**Extracted records:**
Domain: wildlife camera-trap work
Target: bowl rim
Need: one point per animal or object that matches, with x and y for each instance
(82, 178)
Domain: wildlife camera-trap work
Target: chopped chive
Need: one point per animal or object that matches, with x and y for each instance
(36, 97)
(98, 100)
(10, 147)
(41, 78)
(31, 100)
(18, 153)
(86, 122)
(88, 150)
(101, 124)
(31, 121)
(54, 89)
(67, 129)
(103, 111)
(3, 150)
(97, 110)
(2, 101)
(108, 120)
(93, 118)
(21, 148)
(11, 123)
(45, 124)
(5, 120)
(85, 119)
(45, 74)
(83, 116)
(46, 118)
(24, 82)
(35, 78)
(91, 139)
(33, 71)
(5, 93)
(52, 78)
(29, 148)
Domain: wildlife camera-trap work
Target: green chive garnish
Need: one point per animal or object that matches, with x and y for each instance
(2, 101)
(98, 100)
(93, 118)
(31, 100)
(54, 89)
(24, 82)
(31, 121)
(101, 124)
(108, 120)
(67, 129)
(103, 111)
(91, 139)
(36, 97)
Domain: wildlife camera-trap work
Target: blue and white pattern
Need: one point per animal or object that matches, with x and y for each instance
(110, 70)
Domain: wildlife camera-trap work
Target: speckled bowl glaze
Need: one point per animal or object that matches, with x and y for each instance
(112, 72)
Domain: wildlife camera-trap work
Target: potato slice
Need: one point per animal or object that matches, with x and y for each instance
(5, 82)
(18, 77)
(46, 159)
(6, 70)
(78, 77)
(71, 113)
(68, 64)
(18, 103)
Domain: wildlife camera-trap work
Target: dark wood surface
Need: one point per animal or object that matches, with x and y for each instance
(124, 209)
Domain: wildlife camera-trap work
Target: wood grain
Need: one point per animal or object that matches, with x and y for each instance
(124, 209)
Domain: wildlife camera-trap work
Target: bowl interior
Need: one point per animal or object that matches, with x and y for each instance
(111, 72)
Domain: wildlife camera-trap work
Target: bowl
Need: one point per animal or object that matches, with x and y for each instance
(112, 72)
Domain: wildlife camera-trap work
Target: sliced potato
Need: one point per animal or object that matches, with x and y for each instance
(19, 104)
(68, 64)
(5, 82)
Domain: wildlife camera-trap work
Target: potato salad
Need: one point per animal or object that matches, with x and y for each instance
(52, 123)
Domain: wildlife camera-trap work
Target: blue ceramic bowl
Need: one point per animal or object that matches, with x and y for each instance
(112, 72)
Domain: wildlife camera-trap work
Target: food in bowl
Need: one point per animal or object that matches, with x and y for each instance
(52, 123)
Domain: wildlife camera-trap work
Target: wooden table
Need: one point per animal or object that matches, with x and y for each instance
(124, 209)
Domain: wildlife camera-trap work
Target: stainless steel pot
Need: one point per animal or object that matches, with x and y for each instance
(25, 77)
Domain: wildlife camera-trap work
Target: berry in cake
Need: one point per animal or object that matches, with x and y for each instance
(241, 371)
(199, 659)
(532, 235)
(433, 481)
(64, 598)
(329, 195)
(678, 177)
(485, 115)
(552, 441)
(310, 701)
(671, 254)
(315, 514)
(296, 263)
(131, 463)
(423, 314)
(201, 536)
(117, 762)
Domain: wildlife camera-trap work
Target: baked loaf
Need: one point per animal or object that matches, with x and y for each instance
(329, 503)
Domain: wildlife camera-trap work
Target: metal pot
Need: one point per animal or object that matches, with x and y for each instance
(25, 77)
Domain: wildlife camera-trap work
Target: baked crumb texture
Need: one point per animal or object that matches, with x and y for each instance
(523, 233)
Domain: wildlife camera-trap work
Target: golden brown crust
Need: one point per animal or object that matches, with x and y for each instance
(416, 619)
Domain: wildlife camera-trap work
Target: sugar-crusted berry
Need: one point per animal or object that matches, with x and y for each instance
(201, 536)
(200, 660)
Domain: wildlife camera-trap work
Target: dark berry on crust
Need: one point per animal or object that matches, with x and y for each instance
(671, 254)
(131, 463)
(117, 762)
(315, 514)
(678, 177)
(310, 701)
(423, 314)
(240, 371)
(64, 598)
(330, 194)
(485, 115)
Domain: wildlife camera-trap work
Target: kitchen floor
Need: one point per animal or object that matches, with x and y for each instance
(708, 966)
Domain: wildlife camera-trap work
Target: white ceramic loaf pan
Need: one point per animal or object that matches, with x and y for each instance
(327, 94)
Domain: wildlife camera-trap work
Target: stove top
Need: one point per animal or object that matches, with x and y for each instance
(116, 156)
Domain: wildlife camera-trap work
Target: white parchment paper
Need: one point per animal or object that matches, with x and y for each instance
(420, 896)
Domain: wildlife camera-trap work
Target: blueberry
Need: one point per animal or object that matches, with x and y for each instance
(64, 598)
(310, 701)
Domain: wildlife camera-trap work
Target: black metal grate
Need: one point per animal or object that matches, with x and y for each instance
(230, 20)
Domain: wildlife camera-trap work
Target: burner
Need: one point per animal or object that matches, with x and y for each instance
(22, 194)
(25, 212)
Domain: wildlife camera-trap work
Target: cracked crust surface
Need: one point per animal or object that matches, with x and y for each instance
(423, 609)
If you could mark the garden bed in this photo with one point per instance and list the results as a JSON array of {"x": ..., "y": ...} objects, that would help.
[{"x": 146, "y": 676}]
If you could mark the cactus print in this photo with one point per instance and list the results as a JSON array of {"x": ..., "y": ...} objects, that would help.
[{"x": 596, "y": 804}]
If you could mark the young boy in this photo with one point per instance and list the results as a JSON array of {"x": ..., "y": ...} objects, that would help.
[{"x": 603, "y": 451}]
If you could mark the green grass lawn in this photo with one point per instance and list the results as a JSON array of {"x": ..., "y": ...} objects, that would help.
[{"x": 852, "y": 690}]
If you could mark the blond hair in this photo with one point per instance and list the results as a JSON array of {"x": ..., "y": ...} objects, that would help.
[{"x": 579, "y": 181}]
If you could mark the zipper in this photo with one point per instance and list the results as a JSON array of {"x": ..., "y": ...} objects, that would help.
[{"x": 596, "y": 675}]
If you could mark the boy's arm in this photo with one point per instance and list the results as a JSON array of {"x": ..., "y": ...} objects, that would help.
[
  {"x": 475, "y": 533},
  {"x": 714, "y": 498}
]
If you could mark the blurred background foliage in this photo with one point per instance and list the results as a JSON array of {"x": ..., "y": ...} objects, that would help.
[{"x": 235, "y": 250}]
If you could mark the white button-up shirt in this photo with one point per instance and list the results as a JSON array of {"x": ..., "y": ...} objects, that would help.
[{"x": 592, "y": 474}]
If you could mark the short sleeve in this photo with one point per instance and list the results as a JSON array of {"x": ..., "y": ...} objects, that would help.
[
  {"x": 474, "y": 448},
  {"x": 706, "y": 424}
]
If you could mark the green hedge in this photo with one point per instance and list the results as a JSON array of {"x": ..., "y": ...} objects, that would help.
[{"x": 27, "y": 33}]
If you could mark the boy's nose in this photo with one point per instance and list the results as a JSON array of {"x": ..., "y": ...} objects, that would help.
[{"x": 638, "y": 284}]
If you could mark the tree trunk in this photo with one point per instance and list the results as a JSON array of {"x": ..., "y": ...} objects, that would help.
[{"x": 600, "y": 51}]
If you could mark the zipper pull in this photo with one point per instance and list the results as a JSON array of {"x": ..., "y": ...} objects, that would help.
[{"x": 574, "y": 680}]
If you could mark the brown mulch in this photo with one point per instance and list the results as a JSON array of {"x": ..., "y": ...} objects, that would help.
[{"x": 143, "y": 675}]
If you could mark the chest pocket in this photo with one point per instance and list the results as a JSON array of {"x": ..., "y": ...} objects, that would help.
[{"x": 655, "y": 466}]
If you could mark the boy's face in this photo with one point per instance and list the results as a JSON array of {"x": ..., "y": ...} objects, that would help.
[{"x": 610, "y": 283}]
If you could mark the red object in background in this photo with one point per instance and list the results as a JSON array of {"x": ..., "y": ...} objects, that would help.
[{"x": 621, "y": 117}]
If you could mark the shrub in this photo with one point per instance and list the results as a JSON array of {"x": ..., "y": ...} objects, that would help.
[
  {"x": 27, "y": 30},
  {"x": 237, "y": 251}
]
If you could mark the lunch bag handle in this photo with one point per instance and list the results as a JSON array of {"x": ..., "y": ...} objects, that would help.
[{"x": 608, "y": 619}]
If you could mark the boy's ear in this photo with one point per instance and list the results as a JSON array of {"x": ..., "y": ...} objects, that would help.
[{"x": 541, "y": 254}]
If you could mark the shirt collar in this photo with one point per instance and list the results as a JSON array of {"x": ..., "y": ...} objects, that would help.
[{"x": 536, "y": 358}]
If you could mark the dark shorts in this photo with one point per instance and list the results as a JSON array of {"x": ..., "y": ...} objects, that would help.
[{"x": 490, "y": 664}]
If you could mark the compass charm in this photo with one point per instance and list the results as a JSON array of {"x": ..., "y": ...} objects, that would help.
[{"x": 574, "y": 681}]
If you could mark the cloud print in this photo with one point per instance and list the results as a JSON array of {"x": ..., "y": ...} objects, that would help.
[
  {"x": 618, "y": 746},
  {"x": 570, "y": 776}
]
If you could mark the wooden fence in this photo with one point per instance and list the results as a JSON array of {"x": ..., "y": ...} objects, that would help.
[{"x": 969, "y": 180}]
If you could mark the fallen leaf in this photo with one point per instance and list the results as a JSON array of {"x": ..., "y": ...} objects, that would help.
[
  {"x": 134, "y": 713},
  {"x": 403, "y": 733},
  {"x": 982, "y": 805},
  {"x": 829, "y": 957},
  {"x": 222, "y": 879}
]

**Task:**
Each line from the start of the listing through the line with "Target: chopped chive" is to be restated verbatim, both ends included.

**Response below:**
Domain: wildlife camera-trap work
Target: bowl rim
Need: one point per animal or object that matches, with x and y for each instance
(82, 178)
Domain: wildlife camera-trap work
Target: chopped chive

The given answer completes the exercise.